_Consigne_
Reproduisez à l'identique le passage du texte sur les élections micronésiennes compris entre « La semaine dernière » et « 100 000 habitants. », ces deux bornes incluses.

_Texte de l'exercice_

La semaine dernière se sont déroulées les élections générales aux EFM, un scrutin déjà évoqué dans la revue Asie-Pacifique de mardi dernier, qui visait à renouveler les 14 membres du Congrès, le parlement monocaméral de cette fédération composée de plus de 600 îles, pour seulement 100 000 habitants.
Pour rappel, le Parlement local est composé de 4 sénateurs, un pour chacun des 4 Etats (Chuuk, Pohnpei, Kosrae et Yap), élus pour 4 ans et de 10 représentants de district, élus pour 2 ans. Le président, qui est à la fois le chef de l'Etat et le chef du gouvernement, ainsi que le vice-président sont ensuite élus par le Congrès parmi les 4 sénateurs récemment élus.
Or, suite au scrutin du mardi 7 mars et selon les résultats préliminaires certifiés par les autorités micronésiennes, c'est Peter Christian, président de 2015 à 2019, qui a remporté le siège de sénateur pour l'État de Pohnpei avec 4467 voix, battant ainsi le président actuel David Panuelo, qui n'est parvenu à obtenir que 2045 bulletins, excluant ainsi automatiquement toute possibilité de réélection à la tête de l'Etat et du gouvernement. Il reste en revanche en poste jusqu'à l'ouverture de la nouvelle session parlementaire, qui se réunira le 11 mai pour élire, parmi les 4 sénateurs, celui qui occupera les postes de président et de Premier ministre. Peter Christian, donné favori, pourrait donc revenir au pouvoir.

Données sources:
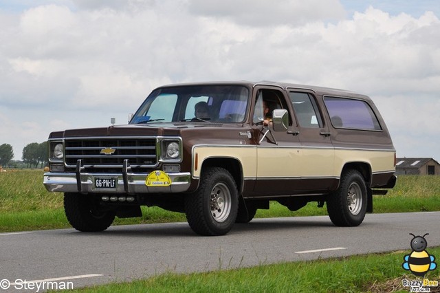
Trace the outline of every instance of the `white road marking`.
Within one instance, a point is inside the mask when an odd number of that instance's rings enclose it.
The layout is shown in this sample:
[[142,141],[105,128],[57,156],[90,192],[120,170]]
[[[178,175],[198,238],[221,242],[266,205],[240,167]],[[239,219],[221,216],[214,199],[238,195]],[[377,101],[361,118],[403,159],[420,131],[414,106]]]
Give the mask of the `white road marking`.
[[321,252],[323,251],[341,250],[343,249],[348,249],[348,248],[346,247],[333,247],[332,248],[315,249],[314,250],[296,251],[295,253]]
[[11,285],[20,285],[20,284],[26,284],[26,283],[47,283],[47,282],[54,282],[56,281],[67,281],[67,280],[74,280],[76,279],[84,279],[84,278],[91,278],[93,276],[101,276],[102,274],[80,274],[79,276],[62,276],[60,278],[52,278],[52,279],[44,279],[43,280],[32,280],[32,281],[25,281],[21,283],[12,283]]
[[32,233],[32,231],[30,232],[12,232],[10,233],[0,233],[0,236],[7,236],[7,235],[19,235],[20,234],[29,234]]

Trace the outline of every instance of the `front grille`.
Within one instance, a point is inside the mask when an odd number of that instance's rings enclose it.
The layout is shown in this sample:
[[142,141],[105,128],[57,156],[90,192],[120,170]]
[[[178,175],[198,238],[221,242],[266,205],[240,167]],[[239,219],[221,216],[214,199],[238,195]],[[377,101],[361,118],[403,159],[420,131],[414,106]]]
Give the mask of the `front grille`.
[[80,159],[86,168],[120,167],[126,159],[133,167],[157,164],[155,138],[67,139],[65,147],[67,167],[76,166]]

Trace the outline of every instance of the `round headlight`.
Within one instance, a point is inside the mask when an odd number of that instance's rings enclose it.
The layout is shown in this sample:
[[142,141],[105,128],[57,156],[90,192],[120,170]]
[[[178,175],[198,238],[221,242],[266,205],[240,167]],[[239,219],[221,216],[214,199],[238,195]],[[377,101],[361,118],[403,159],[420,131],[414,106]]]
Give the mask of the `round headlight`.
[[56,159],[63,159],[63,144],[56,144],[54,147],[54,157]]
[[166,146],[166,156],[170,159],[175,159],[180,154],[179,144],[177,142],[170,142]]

_Zone de réponse_
La semaine dernière se sont déroulées les élections générales aux EFM, un scrutin déjà évoqué dans la revue Asie-Pacifique de mardi dernier, qui visait à renouveler les 14 membres du Congrès, le parlement monocaméral de cette fédération composée de plus de 600 îles, pour seulement 100 000 habitants.